本文
------------------------------------------------------------

2024年02月16日 | その他ドラマ
 さて本日は『不適切にもほどがある』(TBS系22時)が放送される!
 1月期の民放ドラマではこれが一番面白い。
 脚本は宮藤官九郎。
 令和にタイムトリップした昭和のおっさん・小川市郎(阿部サダヲ)は今回何を語るのか?

 第3話は「令和のテレビ」と「昭和のテレビ」が題材だった。

 令和のテレビ
 番組プロデューサー栗田一也(山本耕史)は急きょ司会になった八嶋智人(本人)にこう指示する。
「ソツなく淀みなく爪痕を残さないでください」笑
「ネットニュースにならなく済んだら八嶋さんの勝利です」笑
「そこは切り抜きされてネット記事にされます」笑
「無味無臭の情報を伝える番組なんです」笑
「髪切った? はセクハラになるからダメです」

------------------------------------------------------------

項目一覧
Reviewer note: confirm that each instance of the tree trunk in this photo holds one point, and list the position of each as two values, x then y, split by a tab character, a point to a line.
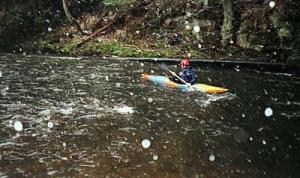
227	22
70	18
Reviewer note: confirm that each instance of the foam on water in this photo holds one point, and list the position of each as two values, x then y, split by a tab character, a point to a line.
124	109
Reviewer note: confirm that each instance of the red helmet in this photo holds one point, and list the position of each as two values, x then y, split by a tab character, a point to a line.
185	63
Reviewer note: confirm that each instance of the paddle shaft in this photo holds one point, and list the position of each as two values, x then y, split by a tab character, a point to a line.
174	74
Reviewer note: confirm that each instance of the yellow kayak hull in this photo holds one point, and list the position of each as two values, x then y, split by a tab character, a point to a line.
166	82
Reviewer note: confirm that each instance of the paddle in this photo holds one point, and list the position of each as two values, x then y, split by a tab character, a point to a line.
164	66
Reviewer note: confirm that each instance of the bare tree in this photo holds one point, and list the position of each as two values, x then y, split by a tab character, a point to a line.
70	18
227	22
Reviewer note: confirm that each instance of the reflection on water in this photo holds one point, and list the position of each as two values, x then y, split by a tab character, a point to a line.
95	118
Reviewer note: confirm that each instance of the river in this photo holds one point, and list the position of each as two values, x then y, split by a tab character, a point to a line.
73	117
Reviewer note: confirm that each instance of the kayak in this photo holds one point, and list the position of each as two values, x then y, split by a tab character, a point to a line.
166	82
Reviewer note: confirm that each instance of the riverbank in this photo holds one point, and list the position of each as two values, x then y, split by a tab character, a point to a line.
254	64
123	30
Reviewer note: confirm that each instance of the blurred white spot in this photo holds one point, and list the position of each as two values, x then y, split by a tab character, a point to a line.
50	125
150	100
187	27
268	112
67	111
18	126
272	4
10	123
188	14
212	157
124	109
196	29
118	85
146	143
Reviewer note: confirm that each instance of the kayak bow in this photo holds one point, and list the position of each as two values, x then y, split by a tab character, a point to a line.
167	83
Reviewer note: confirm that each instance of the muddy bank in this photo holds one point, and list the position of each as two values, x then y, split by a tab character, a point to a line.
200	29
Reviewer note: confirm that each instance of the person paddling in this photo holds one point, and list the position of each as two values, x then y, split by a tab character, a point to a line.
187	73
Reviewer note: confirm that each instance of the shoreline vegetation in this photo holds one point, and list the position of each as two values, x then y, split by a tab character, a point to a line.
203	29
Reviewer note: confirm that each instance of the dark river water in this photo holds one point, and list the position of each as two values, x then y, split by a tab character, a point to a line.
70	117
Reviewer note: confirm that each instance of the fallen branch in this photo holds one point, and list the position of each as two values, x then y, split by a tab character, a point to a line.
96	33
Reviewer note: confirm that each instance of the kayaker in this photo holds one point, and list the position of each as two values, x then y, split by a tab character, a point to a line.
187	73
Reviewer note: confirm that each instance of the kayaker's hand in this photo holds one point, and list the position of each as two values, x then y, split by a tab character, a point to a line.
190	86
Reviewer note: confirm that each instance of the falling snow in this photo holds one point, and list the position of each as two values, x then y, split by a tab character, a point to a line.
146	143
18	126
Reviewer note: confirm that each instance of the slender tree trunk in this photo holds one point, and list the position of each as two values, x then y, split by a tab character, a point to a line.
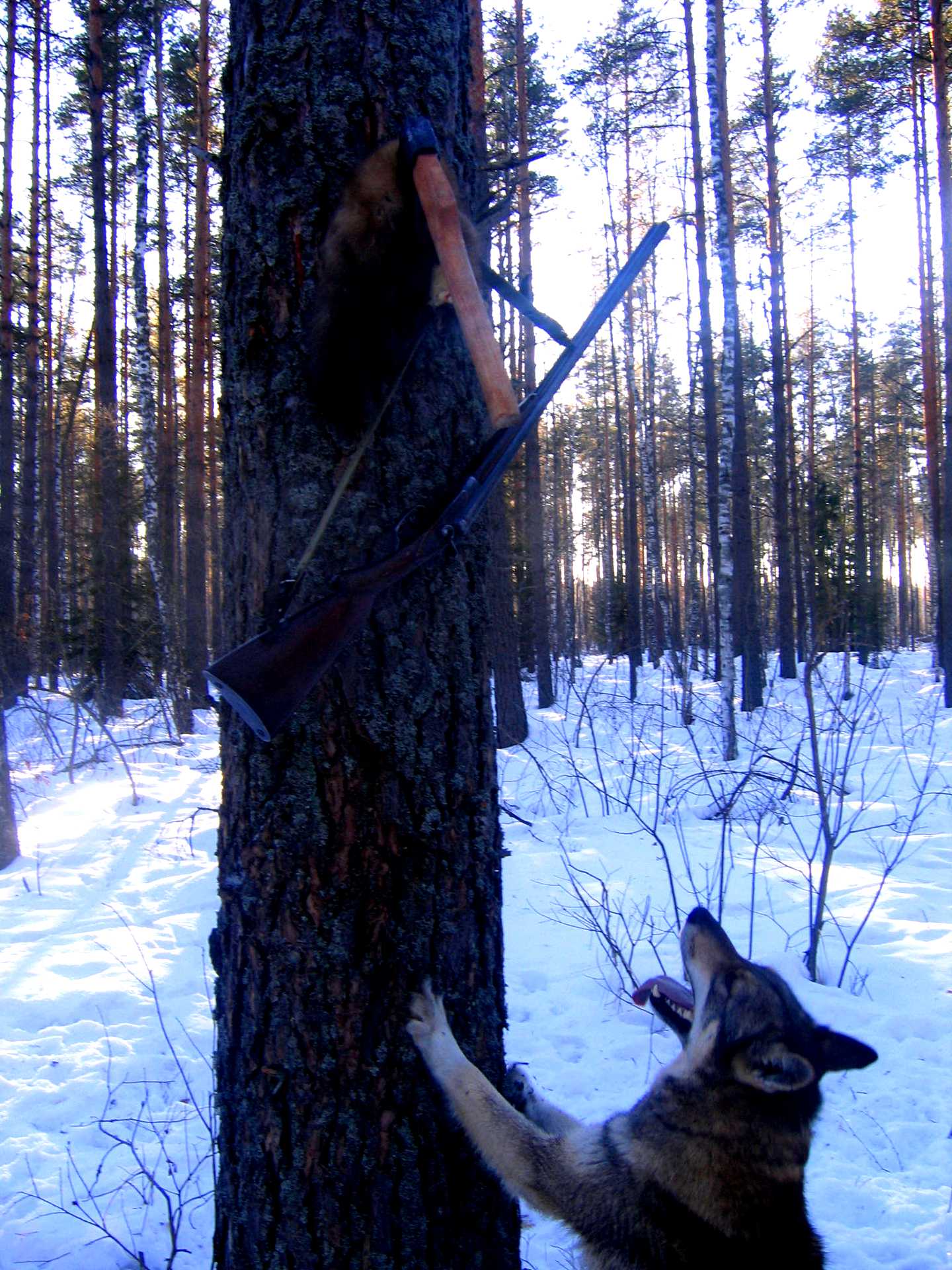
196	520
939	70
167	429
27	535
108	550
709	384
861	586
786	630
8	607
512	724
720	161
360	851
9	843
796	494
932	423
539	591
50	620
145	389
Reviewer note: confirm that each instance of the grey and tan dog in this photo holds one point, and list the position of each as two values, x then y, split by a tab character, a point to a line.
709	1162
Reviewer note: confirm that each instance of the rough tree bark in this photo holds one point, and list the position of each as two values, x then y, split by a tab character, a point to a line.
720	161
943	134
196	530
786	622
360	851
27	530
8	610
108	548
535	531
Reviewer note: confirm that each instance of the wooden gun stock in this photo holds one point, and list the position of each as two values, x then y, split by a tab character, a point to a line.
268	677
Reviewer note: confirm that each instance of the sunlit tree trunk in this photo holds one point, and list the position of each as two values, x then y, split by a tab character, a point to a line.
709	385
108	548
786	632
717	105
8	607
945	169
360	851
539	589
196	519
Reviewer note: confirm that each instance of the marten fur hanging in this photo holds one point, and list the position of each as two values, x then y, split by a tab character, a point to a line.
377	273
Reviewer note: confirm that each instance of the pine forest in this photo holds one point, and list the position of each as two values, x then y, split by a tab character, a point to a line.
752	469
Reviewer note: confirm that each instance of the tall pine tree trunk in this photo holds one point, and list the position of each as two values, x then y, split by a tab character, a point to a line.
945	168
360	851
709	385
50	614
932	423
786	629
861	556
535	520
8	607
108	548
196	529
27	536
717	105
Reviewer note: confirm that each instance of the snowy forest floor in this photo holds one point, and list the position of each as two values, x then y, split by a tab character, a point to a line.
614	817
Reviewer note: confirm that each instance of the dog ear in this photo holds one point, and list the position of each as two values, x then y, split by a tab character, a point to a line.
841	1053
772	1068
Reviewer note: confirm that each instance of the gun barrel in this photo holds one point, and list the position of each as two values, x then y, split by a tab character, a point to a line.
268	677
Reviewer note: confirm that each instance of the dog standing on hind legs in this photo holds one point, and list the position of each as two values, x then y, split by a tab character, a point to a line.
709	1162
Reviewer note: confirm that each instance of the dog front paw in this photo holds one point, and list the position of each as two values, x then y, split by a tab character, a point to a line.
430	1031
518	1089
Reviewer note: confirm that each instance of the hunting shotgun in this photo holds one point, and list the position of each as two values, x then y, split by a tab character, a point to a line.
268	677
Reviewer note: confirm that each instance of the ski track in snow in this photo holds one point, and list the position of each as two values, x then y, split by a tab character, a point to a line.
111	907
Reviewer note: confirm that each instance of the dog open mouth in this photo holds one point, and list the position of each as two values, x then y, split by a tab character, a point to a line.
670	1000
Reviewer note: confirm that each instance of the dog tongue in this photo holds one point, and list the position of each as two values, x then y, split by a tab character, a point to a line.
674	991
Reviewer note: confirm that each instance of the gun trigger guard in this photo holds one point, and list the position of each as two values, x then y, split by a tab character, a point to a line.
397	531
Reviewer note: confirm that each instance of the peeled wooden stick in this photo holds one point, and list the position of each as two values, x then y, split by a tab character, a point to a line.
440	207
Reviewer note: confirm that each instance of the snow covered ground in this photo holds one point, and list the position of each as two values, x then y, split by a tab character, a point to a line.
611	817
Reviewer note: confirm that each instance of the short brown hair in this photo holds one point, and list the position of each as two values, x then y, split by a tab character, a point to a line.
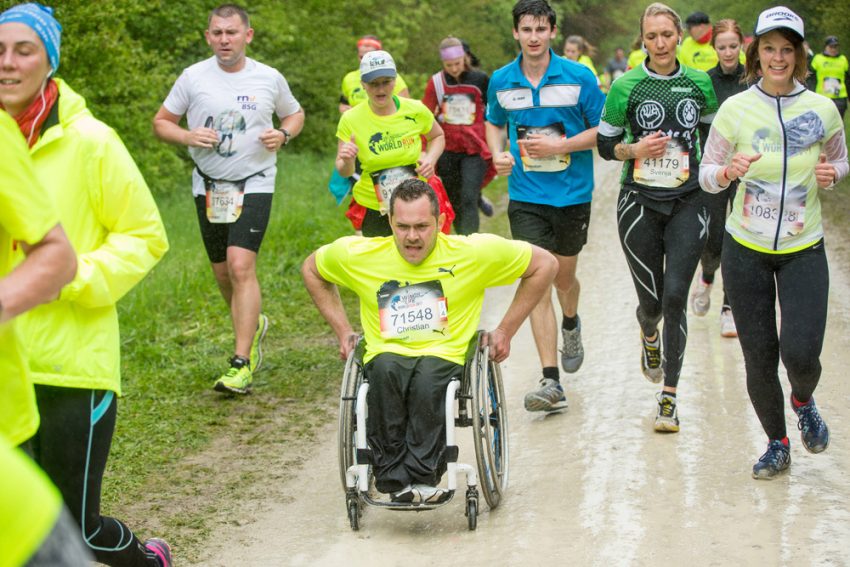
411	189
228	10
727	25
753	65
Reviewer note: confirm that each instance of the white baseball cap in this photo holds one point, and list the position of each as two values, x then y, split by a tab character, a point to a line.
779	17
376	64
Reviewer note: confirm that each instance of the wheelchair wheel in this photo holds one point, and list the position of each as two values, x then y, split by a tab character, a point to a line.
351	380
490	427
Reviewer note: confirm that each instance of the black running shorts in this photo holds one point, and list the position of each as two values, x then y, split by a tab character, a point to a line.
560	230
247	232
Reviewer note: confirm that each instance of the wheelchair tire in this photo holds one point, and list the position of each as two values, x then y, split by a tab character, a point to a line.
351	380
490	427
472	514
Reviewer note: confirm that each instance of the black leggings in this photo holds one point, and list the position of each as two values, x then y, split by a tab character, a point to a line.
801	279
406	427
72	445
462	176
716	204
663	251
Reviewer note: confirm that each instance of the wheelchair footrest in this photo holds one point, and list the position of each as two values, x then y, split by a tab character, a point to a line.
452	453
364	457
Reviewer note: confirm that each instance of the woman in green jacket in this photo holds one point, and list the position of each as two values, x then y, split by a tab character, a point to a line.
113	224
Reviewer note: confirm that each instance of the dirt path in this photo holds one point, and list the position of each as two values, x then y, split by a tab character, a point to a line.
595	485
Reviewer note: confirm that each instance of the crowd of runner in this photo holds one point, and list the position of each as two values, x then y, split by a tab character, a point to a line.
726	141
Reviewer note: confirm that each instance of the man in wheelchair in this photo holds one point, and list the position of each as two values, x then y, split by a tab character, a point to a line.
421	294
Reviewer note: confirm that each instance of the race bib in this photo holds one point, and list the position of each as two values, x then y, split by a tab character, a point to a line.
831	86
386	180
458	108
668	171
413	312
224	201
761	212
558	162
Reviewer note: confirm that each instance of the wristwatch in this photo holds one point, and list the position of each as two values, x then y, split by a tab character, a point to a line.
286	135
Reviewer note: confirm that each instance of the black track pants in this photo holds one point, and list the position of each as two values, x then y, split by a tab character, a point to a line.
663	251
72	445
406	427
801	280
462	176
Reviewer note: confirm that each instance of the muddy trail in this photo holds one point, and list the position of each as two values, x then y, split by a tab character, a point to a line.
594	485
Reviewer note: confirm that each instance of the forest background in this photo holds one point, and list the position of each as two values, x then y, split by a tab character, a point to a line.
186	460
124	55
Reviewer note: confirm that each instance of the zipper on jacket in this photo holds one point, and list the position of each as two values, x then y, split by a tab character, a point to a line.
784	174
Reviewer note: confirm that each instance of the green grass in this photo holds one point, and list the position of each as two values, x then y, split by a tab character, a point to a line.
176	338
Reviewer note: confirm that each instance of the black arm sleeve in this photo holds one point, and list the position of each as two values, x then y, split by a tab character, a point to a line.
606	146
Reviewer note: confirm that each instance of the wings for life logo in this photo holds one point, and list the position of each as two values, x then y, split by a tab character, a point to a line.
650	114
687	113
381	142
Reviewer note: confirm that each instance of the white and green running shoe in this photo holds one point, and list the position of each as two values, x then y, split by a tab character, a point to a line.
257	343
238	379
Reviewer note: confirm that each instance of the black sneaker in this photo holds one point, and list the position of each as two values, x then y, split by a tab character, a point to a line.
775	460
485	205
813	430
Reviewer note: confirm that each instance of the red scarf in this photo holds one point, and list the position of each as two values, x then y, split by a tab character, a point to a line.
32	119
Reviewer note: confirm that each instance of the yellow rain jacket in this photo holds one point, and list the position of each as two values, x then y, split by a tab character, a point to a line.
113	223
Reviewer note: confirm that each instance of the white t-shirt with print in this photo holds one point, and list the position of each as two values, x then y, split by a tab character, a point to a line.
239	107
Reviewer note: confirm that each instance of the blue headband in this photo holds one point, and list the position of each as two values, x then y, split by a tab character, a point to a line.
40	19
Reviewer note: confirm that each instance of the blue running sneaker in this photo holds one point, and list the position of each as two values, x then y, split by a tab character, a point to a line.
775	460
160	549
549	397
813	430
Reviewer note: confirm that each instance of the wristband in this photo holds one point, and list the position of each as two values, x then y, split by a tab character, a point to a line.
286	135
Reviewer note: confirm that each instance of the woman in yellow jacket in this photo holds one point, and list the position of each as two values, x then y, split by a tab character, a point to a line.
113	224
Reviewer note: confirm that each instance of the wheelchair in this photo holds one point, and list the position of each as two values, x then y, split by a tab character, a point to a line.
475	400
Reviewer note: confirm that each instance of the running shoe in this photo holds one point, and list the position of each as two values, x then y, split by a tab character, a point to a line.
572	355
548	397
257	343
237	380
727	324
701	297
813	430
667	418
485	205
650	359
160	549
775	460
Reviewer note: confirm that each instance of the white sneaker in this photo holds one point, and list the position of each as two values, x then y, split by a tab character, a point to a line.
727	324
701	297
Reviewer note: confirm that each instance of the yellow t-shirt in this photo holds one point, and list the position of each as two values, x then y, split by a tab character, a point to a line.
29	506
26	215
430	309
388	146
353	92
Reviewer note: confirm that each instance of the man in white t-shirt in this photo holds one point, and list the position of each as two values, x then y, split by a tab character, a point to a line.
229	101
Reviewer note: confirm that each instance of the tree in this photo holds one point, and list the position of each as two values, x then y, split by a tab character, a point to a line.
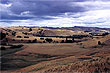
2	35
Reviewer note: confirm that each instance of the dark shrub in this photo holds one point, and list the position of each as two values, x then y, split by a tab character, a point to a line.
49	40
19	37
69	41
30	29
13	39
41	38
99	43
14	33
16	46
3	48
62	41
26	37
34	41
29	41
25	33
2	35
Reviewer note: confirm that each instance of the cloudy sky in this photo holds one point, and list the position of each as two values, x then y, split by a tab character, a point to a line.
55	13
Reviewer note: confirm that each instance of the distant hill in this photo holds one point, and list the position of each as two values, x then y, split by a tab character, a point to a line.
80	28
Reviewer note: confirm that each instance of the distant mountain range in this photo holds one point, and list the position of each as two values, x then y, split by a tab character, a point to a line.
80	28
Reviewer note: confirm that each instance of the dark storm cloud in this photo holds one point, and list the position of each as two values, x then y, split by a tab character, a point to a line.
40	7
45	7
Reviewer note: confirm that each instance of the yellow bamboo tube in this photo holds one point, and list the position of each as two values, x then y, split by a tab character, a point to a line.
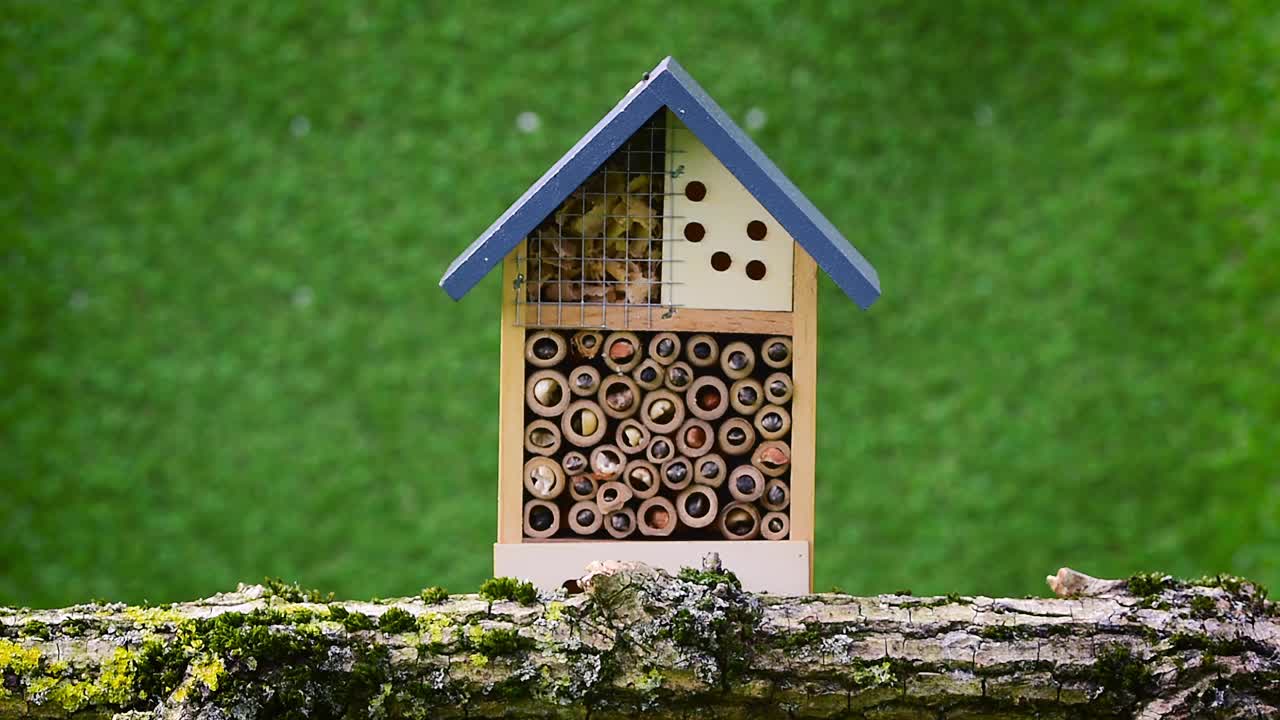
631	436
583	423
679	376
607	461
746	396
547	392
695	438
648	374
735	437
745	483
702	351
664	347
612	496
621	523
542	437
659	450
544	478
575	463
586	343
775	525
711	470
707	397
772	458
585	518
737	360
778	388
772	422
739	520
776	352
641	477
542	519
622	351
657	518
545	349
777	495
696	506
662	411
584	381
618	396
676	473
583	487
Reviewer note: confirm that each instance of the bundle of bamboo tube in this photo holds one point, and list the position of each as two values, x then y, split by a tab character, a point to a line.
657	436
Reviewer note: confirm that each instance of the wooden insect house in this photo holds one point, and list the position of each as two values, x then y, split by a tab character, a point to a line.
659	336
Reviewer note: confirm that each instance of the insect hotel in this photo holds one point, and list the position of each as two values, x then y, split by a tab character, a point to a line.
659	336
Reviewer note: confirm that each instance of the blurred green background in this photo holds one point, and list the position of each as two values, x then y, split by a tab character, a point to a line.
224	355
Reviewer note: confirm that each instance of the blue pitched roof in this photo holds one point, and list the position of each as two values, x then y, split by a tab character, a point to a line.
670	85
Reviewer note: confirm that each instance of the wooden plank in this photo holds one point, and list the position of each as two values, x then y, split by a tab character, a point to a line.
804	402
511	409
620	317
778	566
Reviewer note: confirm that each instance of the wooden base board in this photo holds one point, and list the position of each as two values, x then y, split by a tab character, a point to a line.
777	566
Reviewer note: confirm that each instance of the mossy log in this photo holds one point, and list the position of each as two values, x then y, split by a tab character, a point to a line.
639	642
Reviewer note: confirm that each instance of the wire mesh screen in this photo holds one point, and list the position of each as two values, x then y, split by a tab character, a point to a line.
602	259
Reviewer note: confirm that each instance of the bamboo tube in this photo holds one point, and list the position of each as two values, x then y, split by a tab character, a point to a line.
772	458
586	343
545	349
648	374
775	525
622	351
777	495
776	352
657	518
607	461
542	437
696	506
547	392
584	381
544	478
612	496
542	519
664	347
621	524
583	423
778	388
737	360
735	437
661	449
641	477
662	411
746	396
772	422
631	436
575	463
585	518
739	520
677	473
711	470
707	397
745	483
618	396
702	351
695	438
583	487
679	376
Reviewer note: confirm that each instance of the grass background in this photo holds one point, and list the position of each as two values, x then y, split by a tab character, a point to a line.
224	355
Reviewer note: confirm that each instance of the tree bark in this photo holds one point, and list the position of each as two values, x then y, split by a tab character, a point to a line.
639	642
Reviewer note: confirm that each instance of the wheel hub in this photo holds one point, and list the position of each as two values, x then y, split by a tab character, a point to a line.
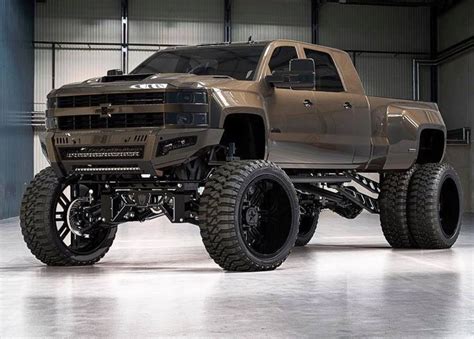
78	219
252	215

------------------------------------------------------------

やること
• A. ドラマについての文章と次の(i)〜(iii)が合っているかを、それぞれ「はい」か「いいえ」で答えてください。決め手になった文章の言葉も、そのまま引用して添えてください。
(i) このドラマの脚本は宮藤官九郎が書いている。
(ii) 第3話の題材は「令和のテレビ」だけだった。
(iii) 八嶋智人は番組プロデューサーの役を演じている。
• B. ドラマについての文章によると、小川市郎を演じているのは誰ですか。
• C. ドラマについての文章の最後の文のあとに、続きを書いてください。

答え
• A.
(i) はい。「脚本は宮藤官九郎。」
(ii) いいえ。「第3話は「令和のテレビ」と「昭和のテレビ」が題材だった。」
(iii) いいえ。「番組プロデューサー栗田一也(山本耕史)」

• B. 阿部サダヲです。

• C.
「ヤシマンは八嶋さんが言うと、いやらしくなるからやめて下さい」笑
「茨城の行方(なめかた)は八嶋さんが言うと、いやらしくなるからやめて下さい」笑
「コロッケの中身がトロトロ、稲庭うどんはシコシコはやめて下さい」笑
 自称〝何とかする男〟〝テレビ界でしれっと生き抜いて来た男〟八嶋智人は必死に対応するが、
 結局、ADからこんなカンペ。
『CM明け 謝罪お願いします』笑

 昭和のテレビ
・番組名は『早く寝ナイト チョメチョメしちゃうぞ』笑
・アシスタントは『もっこり青年隊』『ポロリっ子クラブ』笑
・出演者は『チョメチョメガールズ』笑
・番組内での企画は女の子たちがまわしを締めておこなう『勝ち抜き食い込み相撲』笑
・番組司会はスカートの下から登場する通称ズッキーこと鈴木福助( 秋山竜次・ロバート)笑

 ふたつの番組とも誇張されているが、上手くポイントを突いている。
 令和のテレビは「コンプライアンス」と「炎上」を恐れてガチガチ。
 昭和のテレビは「何でもあり」。女の子もこれを受け入れ、楽しんでいる。

 そしていきなり始めるミュージカルシーン!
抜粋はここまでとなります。